## Task goal
Continue the question-and-answer text below about treating rhino horns, starting right after its last sentence.

## Given text
------------------------------------------------------------------------

The tracking device allows the real-time tracking and location of the rhino horn using the same technology as vehicle anti-hijacking tracking systems.
What are depot ectoparasiticides, acaracides, pyrethroids and organophosphates?
Registered depot ectoparasiticides are used to to treat ectoparasitic infestations.
• An ectoparasiticide is an antiparasitic drug used in the treatment of ectoparasitic infestations
• An ectoparasitic infestation is a parasitic disease caused by organisms that live primarily on the surface of the host.
• Acaricides are pesticides that kill members of the Acari group, which includes ticks and mites
• A pyrethroid is an organic compound similar to the natural pyrethrins produced by the flowers of pyrethrums (Chrysanthemum cinerariaefolium and C. coccineum). Pyrethroids now constitute a major commercial household insecticides
• In health, agriculture, and government, the word “organophosphates” refers to a group of insecticides or nerve agents acting on the enzyme acetylcholinesterase. Organophosphate pesticides irreversibly inactivate acetylcholinesterase, which is essential to nerve function in insects, humans, and many other animals.
Are any of the products highly specialised and/or illegal?
No. They are all freely available over-the-counter products. We do not use any compounds which could be harmful to the animals we treat.
Are the products used exactly as directed?
Yes, in terms of their registration and classification as per Act 36 of 1947 (Fertilizers, Farm Feeds, Agricultural Remedies and Stock Remedies Act). The products are registered to treat ectoparasites in cattle, horses and sheep, so the only extra-label use is that it is being used on rhino instead.

------------------------------------------------------------------------

## Exercise data
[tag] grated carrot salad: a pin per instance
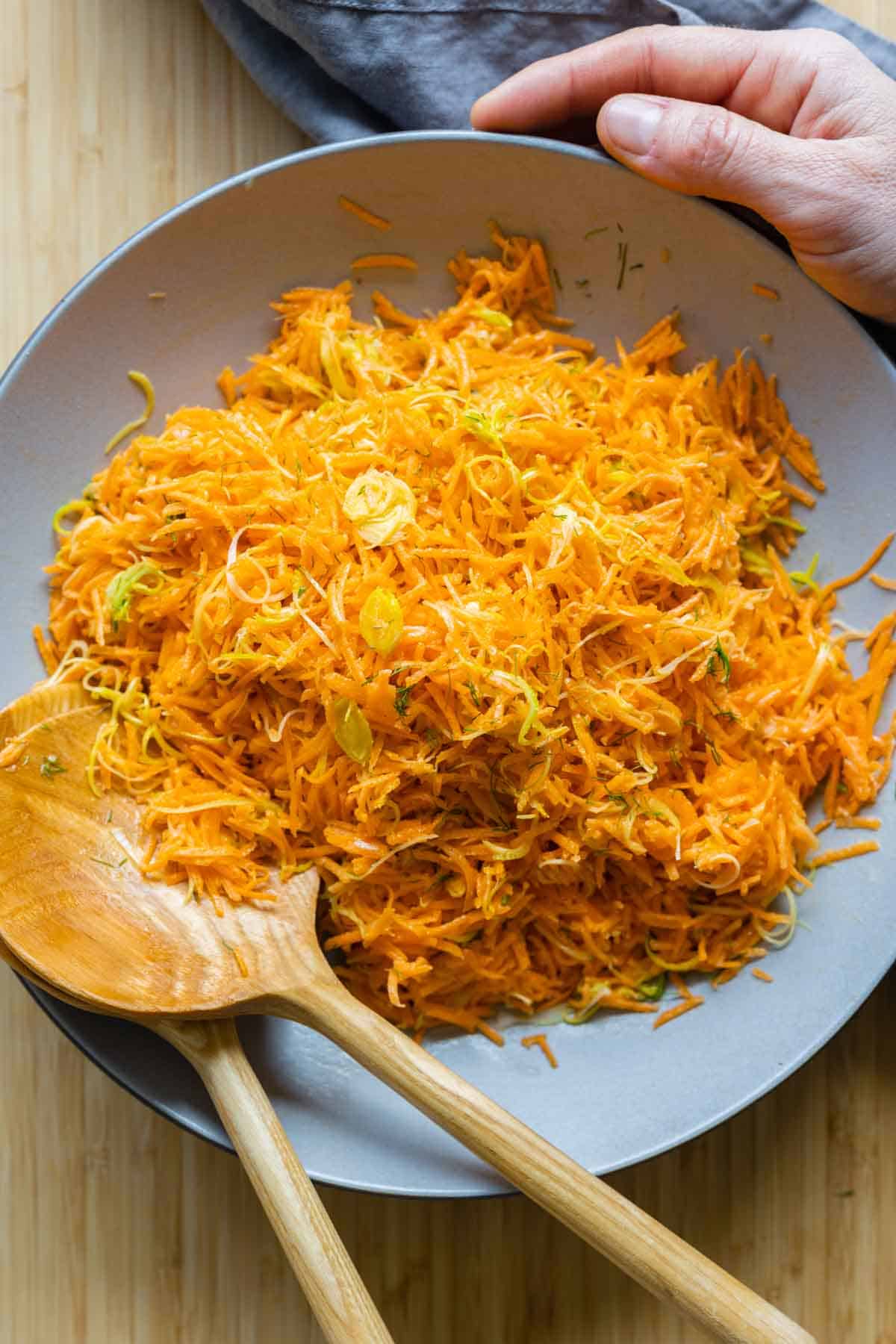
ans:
(497, 635)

------------------------------------------------------------------------

## Final answer
What is extra-label use?
The South African Medical Journal says “The term ‘off-label’ means that the medicine is used in another way or for an indication other than those specified in the conditions of registration of the medicine and as reflected in it’s labelling. It does, however, not necessarily imply that the medication is not effective or is unsafe to be used in this way. Off-label use has become an important part of mainstream, legitimate medical practice worldwide and is especially common in oncology, obstetrics, paediatrics, infectious diseases (notably HIV) and rare diseases. Depending on the circumstances, off-label use of medication can vary from being experimental or controversial to standard practice and even state-of-the-art treatment.”
Wikipedia makes mention of the fact that “The veterinarian has a much smaller pharmacopeia available than does the human practitioner. Therefore, drugs are more likely to be used off-label”.
Are the products poisonous?
The selections of depot ectoparasiticides for inclusion in the treatment compound are registered for use in animals and only Ox-Pecker friendly and Vulture safe products have been used. Ectoparasiticides are not intended for consumption by humans, and are registered as such. Although not lethal in small quantities, they are toxic, and symptoms of accidental ingestion may include, but are not limited to, severe nausea, vomiting and convulsions.
What if an animal is injured by a treated horn (ie. in a fight between two rhino)?
There are no side-effects. It is the same as a cow with a lesion on its leg being dipped.
Are you trying to kill people?
No. The compounds are toxic, but non-lethal in small quantities. Research into quantities of rhino horn used for medicinal purposes has indicated that no more than a pinch of ground horn is generally used at one time.
What is the reason for treating the horn?
Aside from the health benefits to the rhinos, it is the hope of the Rhino Rescue Project that the treatment of the horn will deter the poacher and prevent the rhino being killed in the first place. We are hoping that no treated horn enters the market, as that will mean that programme is successful and the rhino horns are being left intact on the rhino.
When can a rhino be treated?
Rhinos can be treated at any age as long as they have a horn. Compound quantities are adjusted for all cases.
What are the costs involved?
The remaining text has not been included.